• [Short exercise]: Quote the records word for word from their start through the line containing "[[[283,206],[286,207],[289,211],[293,210],[293,198],[283,203]]]", including both ends, and omit the pictures.

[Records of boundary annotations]
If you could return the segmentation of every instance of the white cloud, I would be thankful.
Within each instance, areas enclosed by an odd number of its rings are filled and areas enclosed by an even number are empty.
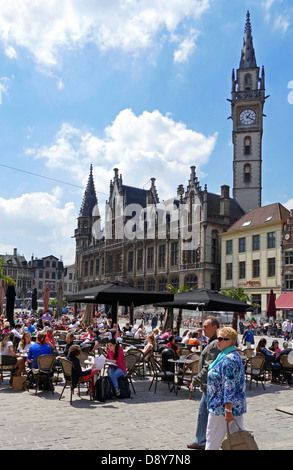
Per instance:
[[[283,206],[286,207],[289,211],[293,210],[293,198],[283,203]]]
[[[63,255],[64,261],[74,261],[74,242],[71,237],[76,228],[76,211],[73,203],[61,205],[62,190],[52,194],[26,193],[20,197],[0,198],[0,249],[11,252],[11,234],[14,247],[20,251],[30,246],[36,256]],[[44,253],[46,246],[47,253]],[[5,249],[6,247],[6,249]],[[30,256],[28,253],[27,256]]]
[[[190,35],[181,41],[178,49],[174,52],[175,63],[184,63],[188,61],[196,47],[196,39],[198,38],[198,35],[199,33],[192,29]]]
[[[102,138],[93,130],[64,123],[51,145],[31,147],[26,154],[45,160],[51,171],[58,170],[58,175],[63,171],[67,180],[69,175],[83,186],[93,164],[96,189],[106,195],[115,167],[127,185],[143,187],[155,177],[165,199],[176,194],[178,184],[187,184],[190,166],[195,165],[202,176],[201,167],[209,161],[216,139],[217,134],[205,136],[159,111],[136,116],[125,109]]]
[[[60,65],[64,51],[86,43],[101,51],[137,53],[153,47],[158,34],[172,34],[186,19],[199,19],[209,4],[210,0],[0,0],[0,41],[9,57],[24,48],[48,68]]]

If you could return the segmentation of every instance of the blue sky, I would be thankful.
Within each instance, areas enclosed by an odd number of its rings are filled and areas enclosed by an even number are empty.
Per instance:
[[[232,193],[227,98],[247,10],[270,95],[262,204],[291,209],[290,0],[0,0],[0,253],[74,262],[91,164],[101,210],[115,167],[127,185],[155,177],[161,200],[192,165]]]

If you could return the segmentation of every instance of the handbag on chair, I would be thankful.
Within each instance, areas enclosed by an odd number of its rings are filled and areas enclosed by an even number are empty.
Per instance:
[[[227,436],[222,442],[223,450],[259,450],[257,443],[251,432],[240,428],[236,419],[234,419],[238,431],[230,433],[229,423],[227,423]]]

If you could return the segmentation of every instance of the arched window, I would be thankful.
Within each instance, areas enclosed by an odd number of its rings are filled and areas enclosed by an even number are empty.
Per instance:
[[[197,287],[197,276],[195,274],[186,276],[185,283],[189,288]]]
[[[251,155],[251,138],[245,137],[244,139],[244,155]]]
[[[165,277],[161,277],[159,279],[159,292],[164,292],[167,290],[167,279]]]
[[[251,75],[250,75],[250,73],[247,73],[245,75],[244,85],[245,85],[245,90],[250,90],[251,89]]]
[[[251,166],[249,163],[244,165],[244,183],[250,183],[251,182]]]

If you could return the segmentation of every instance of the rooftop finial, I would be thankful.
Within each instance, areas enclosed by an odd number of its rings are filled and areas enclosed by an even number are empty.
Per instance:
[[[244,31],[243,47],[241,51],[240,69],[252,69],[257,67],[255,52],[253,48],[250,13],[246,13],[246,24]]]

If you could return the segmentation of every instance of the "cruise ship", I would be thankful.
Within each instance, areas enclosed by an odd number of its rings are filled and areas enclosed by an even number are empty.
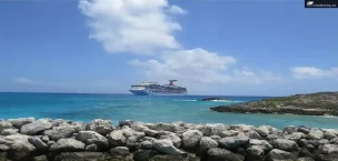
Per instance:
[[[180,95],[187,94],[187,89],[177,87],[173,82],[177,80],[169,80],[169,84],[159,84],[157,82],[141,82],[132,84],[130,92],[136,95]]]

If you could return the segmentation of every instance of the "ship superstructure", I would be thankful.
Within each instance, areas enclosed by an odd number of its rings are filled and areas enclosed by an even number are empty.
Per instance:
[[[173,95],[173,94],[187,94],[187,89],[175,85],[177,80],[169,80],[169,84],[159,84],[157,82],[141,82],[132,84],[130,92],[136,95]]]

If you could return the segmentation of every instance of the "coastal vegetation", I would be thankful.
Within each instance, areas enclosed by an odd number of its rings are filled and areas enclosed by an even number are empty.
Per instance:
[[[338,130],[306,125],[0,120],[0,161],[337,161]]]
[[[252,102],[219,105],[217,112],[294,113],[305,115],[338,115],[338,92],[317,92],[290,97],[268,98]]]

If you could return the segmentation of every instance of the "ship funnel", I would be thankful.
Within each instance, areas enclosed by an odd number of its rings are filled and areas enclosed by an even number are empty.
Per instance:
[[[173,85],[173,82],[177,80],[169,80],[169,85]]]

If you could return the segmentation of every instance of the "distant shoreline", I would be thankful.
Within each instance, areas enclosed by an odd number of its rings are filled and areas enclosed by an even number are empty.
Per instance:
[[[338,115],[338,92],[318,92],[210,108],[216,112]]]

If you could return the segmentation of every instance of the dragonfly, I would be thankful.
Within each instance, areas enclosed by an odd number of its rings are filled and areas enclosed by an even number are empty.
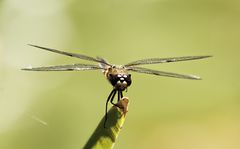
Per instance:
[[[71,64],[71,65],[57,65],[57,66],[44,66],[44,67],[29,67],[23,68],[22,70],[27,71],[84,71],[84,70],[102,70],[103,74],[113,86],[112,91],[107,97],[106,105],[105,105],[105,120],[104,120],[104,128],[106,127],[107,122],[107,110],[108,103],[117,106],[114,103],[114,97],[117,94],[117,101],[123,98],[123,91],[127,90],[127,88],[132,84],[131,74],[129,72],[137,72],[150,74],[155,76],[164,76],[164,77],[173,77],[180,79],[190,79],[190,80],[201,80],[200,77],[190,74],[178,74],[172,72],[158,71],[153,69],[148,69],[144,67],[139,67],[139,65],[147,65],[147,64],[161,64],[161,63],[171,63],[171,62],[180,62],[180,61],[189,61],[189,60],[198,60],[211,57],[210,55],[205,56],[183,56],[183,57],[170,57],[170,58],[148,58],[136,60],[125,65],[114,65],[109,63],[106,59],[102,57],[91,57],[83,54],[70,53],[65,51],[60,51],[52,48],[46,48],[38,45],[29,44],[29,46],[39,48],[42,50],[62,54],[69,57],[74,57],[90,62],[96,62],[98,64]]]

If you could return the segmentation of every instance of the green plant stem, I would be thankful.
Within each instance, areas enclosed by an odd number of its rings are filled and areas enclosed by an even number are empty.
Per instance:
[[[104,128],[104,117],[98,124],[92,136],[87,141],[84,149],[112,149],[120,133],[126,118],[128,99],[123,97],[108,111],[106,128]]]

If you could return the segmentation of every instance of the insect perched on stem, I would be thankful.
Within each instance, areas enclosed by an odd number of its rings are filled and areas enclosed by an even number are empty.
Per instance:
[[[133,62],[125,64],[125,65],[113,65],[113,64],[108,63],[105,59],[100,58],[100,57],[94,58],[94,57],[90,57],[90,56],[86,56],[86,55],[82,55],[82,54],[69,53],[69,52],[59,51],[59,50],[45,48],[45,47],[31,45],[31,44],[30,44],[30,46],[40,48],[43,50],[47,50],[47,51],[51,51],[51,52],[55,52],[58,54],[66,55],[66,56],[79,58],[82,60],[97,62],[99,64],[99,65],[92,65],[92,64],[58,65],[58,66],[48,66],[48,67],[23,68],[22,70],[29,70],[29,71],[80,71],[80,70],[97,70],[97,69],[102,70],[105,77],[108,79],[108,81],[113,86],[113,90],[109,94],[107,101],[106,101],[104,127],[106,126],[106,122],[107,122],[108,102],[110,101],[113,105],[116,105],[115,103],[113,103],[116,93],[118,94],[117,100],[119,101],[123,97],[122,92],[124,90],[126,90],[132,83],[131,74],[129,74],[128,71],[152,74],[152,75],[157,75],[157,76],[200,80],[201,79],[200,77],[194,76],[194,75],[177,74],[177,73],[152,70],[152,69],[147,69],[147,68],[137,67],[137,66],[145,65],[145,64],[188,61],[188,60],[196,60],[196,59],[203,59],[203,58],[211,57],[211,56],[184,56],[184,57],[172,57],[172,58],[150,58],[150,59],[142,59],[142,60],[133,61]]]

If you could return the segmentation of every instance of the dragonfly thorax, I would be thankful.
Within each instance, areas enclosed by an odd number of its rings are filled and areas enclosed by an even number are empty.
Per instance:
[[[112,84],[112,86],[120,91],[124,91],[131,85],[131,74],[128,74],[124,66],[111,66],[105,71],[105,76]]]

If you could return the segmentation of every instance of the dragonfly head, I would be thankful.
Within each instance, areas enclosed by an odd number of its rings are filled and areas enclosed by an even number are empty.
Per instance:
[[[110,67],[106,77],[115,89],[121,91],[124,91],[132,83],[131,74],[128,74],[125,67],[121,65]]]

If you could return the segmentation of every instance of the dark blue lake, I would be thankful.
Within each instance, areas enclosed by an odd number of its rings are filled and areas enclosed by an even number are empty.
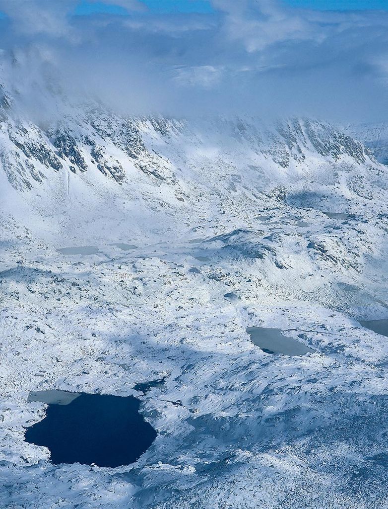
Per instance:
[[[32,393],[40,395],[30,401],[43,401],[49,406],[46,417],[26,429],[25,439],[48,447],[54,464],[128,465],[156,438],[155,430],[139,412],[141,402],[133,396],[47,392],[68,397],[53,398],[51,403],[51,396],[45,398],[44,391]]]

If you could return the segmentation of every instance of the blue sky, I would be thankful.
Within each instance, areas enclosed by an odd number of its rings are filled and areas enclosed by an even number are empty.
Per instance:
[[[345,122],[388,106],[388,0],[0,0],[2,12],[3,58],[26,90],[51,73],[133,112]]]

• [Result of the task]:
If you could return the segmentation of every instance of the white cloud, I would be thankful.
Within each instance, areas enclosed by an odd number of its rings are filled and areas enclosed by an even number are empty.
Per instance:
[[[283,206],[286,207],[289,211],[293,210],[293,198],[283,203]]]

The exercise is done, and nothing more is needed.